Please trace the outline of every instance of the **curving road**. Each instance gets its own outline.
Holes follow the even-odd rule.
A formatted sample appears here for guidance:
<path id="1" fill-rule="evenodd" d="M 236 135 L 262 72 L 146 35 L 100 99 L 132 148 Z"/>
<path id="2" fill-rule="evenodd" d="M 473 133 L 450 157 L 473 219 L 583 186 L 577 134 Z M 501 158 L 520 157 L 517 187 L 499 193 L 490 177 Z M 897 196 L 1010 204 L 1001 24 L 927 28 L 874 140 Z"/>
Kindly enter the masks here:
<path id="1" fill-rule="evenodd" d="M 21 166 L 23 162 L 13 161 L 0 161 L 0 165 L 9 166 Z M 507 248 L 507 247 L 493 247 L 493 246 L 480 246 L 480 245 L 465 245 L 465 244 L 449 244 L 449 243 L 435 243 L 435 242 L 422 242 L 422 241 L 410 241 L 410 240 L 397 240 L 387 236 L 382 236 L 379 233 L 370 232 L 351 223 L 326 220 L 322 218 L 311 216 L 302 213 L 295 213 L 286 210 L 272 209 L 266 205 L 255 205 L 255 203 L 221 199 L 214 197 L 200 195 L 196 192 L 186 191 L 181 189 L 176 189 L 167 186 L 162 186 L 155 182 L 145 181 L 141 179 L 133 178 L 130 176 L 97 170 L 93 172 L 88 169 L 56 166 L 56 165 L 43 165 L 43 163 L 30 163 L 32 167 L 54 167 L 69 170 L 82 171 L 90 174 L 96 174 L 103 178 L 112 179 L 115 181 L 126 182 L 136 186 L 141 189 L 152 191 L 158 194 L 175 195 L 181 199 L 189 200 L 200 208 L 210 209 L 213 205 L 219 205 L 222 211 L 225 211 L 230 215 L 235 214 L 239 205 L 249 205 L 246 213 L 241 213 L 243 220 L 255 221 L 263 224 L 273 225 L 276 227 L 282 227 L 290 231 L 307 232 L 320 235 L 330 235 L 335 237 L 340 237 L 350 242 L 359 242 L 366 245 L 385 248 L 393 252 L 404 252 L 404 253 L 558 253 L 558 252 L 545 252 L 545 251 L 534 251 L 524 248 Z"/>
------------------------
Write out the rows from the very first line through the line containing "236 135 L 262", both included, copying every character unchanged.

◆ TASK RESPONSE:
Please trace the outline of every instance of the **curving road**. Each instance gets its own outline.
Holes follow the even-odd rule.
A formatted sample appears here for guidance:
<path id="1" fill-rule="evenodd" d="M 236 135 L 262 72 L 146 35 L 100 99 L 132 148 Z"/>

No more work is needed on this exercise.